• **Exercise goal**
Print, character for character, the lines of the entries below starting at the one containing "Where can the face" and ending at the one containing "<point>1267,789</point>", with both of those lines included and nothing else.
---+---
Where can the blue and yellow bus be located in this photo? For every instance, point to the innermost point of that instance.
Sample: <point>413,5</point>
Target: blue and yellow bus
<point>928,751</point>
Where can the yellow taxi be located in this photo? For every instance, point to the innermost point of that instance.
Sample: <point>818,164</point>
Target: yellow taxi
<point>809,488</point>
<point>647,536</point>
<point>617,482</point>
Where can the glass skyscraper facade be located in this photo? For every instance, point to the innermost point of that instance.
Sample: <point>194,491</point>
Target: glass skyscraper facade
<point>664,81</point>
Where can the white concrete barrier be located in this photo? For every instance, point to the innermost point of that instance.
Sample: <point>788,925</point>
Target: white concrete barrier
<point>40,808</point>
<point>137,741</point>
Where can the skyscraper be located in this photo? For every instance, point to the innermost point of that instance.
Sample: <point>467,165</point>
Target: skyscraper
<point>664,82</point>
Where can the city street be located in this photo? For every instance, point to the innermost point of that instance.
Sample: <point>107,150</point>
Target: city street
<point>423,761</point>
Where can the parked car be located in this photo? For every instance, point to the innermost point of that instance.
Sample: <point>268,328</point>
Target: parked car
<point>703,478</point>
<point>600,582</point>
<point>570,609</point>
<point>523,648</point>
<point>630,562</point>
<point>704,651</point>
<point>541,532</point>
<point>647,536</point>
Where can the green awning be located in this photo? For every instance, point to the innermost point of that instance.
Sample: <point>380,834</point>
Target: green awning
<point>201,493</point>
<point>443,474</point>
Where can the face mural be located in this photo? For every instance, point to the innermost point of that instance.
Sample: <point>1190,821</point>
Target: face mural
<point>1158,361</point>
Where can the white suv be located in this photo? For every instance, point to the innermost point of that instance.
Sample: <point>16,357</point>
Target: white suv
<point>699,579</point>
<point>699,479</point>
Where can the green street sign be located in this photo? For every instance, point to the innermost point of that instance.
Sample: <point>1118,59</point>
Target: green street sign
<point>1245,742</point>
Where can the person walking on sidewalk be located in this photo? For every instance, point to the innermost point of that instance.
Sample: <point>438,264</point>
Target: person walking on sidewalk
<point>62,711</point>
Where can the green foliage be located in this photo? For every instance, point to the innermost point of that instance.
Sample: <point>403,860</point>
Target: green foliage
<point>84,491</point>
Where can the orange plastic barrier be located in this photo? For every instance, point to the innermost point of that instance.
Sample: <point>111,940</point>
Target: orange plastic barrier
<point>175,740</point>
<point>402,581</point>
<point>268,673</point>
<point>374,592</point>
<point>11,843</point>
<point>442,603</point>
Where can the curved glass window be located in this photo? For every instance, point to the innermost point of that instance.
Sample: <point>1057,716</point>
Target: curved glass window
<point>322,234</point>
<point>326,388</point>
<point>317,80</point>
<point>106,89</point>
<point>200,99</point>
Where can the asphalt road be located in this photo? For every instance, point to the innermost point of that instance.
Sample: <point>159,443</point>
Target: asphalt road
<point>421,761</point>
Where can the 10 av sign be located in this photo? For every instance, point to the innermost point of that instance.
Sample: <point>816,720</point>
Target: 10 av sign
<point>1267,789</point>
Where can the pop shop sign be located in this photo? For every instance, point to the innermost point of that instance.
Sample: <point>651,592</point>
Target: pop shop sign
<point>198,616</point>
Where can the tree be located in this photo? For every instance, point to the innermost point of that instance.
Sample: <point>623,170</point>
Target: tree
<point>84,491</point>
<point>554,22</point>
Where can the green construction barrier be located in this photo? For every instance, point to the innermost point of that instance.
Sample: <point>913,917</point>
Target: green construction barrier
---+---
• **Complete output**
Where can the face mural be located in this photo? For every instance, point to the innermost point of that instance.
Sample: <point>1190,821</point>
Target: face mural
<point>1158,361</point>
Where can the white suv be located in this photo? For every instance, point to the innermost point of that instance.
Sample: <point>16,357</point>
Target: white suv
<point>699,579</point>
<point>699,479</point>
Where can the green street sign be located in this photo? For every instance, point to the innermost point of that instance.
Sample: <point>1118,59</point>
Target: green street sign
<point>1245,742</point>
Where can the person walking on sidewalk be located in this photo? For every instance, point to the innermost point of that instance.
Sample: <point>438,264</point>
Target: person walking on sidewalk
<point>62,711</point>
Where can the green foliage be located in this photo? For every instance, point to the innermost point of that instance.
Sample: <point>403,860</point>
Target: green foliage
<point>84,491</point>
Where can the orange plastic barrier be located in this photo? For every instance, point to the innermost point of that instance.
Sample: <point>111,940</point>
Target: orange plastic barrier
<point>175,740</point>
<point>402,581</point>
<point>268,673</point>
<point>374,592</point>
<point>11,843</point>
<point>442,603</point>
Where can the curved glass window be located in this photo? For every instance, point to the innermost point of that instance.
Sample: <point>1057,716</point>
Target: curved glass window
<point>322,234</point>
<point>326,388</point>
<point>317,80</point>
<point>106,89</point>
<point>200,99</point>
Where can the asphalt road be located in this photo? For every instance, point to the innermost point of that instance.
Sample: <point>159,443</point>
Target: asphalt road
<point>421,761</point>
Where can the 10 av sign be located in this photo? For every instance, point to the innermost point of that instance.
Sample: <point>816,720</point>
Target: 10 av sign
<point>1267,789</point>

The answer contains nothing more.